◆ Text to read:
#####

Thursday, December 23, 2010

x-mess..

i didnt thought i would made it to a post before christmas ..which ist rather christ-mess this year...you know i love christmas...the tree..the presents the warm feeling..anything actually...but this year i dont have time for anything...i m just swallowed by the work..the usual work as well as the book aka THE BOOK...which is my own fault since i actually said i will not do any regular work until the book aka THE BOOK is done...and now sinc eover a month i do both..and more..more usuall work since i started to write a series of columns for a new magazine and even wrote more magazine stuff then usually AND write the book aka THE BOOK at the same time which wasnt planned this way...i hardly have any sleep lately...i rarely leave the house...i see the food deliverer more often then anyone else....outsid ethe world has vanished...its all washed away in its whiteness..and it amke sit easier to feel like there is nothing but my writing..i m the only boy in the world right now...i m cast away on a desserted island....i cant think of anything to blog about since my life has come to a stand by modus where i do nothing but work work work...it makes me sad in a way..i cant blog..i have no time to read....i might have read 3-4 times my usuall blog friends blogs...since weeks i think: okay..lets answer the coments of the last post" but i dont find ethe time....my brain is so empty and yet overflowing..it feels empty becaus ei m so tired..i truly am...and still its so overflowing because its full with my new stories...stories of a kind i would have never thought of..i never thought in ever would write such stories...if my book aka THE BOOk was a picture it was a still-life...a old table..a huge bowl full of dark succulent fruits...dark ripe plums, purple grapes, the blackest and redest cherries, berries about crack and release their sweetest blood....i m heavy heavy heavy in love with this book...soon it will be finished and i m both happy and sad about this..to finish a book is a relief..like a stone falling from your heart...but its also a sad moment...bittersweet..it means goodbye...goodbye to the events and characters you wrote into the world..goodbye to the ghosts you had lived with for the last month..or..rather..it feels to me like i am the ghost and the book aka THE BOOK is right now the real world.....

#####

[Stored entries]

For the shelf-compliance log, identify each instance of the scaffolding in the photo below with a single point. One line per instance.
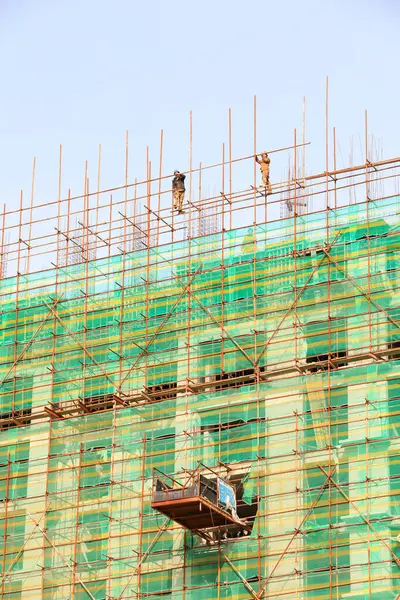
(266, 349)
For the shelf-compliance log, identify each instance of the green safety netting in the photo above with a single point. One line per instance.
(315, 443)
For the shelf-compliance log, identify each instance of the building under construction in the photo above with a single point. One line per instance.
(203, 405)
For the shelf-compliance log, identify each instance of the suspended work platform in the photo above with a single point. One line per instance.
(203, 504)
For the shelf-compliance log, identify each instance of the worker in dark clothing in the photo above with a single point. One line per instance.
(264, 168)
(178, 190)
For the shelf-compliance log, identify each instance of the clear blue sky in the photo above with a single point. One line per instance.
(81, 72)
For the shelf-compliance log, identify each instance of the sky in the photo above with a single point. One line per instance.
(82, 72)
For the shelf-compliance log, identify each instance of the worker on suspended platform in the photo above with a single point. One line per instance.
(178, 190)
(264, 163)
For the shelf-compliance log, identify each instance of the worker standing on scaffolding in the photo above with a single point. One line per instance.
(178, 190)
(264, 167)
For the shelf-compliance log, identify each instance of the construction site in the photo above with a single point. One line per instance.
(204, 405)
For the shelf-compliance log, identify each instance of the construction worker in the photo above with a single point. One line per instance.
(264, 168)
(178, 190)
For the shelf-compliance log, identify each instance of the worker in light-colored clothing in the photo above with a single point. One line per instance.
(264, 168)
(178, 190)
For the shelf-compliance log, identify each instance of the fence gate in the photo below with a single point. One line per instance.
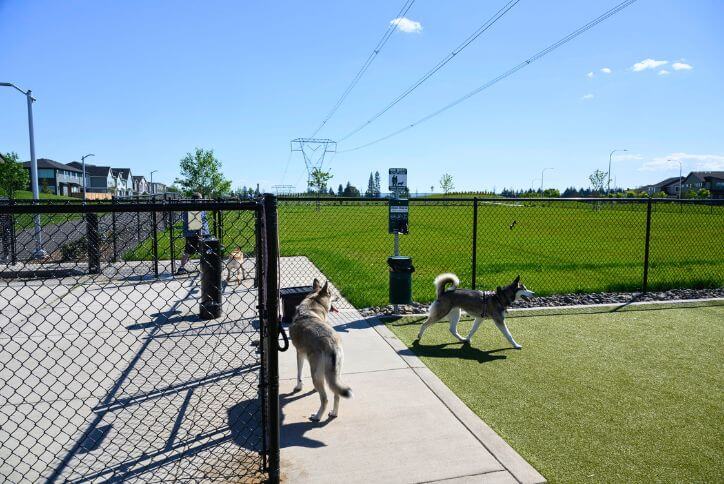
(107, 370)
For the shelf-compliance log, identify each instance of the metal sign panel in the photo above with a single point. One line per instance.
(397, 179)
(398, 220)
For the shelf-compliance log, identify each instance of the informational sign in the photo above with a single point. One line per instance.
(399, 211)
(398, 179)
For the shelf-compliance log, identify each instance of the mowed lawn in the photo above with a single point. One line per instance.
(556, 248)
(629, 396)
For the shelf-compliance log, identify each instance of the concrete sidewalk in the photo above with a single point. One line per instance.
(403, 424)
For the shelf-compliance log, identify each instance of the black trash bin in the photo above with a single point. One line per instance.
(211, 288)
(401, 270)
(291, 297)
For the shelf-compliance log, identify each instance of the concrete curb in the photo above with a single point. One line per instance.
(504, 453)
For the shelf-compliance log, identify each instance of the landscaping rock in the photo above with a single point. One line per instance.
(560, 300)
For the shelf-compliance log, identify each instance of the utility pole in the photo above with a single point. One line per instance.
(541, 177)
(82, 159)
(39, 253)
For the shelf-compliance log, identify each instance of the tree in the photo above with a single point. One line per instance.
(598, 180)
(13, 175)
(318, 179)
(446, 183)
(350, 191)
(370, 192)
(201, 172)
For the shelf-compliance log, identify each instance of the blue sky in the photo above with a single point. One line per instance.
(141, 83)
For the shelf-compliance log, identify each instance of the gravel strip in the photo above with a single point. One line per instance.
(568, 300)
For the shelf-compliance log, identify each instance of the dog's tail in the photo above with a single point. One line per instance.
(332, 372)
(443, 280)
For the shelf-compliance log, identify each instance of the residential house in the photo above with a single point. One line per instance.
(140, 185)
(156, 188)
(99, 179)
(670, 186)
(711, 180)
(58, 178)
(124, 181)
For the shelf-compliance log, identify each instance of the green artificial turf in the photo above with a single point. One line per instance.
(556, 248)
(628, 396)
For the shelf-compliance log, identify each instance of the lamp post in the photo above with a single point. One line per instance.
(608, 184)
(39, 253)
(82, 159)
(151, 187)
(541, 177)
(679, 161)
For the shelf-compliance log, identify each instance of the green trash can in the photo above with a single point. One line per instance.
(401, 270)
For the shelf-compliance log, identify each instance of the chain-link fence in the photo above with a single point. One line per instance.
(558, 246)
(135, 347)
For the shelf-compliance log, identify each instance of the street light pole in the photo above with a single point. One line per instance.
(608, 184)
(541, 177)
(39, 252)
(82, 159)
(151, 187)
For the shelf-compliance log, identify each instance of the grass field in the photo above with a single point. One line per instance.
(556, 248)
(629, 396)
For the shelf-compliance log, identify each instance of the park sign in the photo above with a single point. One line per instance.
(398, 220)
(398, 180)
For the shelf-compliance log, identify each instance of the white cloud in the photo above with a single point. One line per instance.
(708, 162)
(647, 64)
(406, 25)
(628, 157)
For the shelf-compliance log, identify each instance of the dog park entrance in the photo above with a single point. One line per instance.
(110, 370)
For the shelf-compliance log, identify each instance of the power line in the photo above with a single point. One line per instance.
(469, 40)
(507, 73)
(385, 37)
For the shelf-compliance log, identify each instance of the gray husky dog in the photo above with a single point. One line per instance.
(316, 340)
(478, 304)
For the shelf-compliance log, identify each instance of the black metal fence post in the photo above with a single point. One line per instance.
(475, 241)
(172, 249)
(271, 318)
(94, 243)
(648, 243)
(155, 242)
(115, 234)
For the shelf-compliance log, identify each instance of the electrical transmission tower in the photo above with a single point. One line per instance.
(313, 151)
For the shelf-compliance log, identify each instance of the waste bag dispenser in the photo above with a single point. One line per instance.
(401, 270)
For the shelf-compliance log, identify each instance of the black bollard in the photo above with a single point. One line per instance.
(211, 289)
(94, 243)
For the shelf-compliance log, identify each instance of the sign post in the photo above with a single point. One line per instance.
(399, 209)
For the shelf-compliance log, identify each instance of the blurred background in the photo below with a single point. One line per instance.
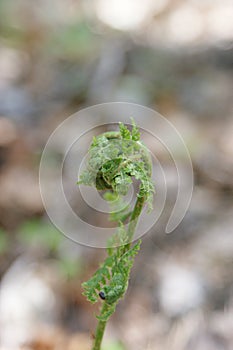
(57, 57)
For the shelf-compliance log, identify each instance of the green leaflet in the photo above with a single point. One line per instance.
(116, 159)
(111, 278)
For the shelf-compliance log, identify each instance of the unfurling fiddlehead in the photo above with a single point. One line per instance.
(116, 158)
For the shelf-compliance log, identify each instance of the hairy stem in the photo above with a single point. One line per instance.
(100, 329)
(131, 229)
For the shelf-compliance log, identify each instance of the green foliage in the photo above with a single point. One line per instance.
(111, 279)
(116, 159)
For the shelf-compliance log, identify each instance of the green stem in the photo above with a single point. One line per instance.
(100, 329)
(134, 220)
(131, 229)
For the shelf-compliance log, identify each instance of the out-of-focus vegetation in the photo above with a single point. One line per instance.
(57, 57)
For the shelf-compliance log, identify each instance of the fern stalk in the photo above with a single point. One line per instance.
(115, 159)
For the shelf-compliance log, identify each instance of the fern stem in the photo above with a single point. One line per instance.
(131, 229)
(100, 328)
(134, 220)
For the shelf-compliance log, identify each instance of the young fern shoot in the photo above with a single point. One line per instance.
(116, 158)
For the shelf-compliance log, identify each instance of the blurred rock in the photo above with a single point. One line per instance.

#####

◆ Challenge A: Name every kind of fruit in the still-life to which the blog post compares the book.
◆ Challenge B: Identify each line of the records that contains the string "concrete", treating uppercase and lowercase letters as distinct.
The records bear no relation to the blog post.

◆ Written solution A: Plums, grapes, cherries, berries

◆ Written solution B:
For the shelf-compliance log, identify each instance of the concrete sidewalk in the photo above with a single point. One line per instance.
For the shelf-compliance log, identify each instance of the concrete curb in the photo above with a single point. One line per instance.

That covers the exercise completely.